START RECORDS FOR THIS EXERCISE

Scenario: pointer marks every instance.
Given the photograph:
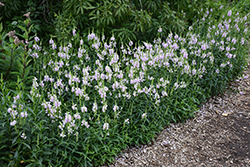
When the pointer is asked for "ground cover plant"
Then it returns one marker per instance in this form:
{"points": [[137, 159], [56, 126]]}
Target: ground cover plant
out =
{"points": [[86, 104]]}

END RECORDS FOR THIS EXERCISE
START RECORDS FOR THIS EXERCISE

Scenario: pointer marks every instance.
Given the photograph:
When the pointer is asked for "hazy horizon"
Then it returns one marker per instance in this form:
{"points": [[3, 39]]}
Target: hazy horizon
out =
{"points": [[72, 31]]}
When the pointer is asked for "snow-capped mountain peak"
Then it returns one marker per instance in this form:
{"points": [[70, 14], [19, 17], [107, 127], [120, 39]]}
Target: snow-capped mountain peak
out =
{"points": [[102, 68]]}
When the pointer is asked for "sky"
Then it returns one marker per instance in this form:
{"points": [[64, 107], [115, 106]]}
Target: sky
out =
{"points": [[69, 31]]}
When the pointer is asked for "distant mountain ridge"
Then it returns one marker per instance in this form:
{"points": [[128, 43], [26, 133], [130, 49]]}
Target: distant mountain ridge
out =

END RECORDS FOR THIS EXERCISE

▸ WORK ITEM
Within the entries above, how many lines include the word "mountain"? Respond with the number only.

▸ PROBLEM SOLUTION
4